## BEGIN

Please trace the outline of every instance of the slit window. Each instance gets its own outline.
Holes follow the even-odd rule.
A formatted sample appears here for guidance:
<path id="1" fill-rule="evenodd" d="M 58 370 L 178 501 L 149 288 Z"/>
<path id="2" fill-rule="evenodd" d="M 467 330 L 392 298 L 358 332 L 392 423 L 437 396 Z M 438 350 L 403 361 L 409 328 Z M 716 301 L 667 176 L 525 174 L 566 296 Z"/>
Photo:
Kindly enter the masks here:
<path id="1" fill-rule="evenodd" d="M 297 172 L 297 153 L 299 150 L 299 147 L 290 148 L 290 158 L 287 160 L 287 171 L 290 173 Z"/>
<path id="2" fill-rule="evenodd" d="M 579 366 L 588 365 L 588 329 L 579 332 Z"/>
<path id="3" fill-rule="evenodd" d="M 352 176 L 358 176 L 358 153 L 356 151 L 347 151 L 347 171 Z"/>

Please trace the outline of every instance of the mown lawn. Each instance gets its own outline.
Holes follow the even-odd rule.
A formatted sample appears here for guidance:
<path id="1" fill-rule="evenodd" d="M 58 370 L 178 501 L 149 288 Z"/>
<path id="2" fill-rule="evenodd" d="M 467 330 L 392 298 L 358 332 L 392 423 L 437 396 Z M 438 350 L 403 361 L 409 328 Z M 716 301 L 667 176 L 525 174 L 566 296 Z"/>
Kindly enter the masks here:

## END

__Work to be completed__
Write out the material above line for line, changing nothing.

__Output for this task__
Please trace the outline of every instance of the slit window. Each instance gets its own outline.
Holes follow the even-odd rule.
A formatted sample appears here for guidance:
<path id="1" fill-rule="evenodd" d="M 58 370 L 178 501 L 149 288 Z"/>
<path id="2" fill-rule="evenodd" d="M 467 330 L 392 298 L 358 332 L 392 423 L 437 396 Z M 438 350 L 403 361 L 409 328 Z M 716 301 L 667 176 L 525 174 L 566 296 Z"/>
Photo:
Kindly enter the masks here:
<path id="1" fill-rule="evenodd" d="M 297 172 L 297 153 L 299 150 L 299 147 L 290 148 L 290 158 L 287 160 L 287 171 L 290 173 Z"/>
<path id="2" fill-rule="evenodd" d="M 579 366 L 588 365 L 588 329 L 579 332 Z"/>
<path id="3" fill-rule="evenodd" d="M 352 176 L 358 176 L 358 153 L 356 151 L 347 151 L 347 171 Z"/>

Please trace the outline of every instance of the mown lawn. Each instance gets its own outline.
Holes follow the even-odd rule.
A formatted sample appears here for guidance:
<path id="1" fill-rule="evenodd" d="M 58 370 L 178 501 L 149 288 Z"/>
<path id="2" fill-rule="evenodd" d="M 467 330 L 392 298 L 358 332 L 392 423 L 437 396 Z M 438 350 L 403 361 L 409 328 Z M 716 301 L 667 176 L 525 174 L 566 296 Z"/>
Kindly enter the masks here:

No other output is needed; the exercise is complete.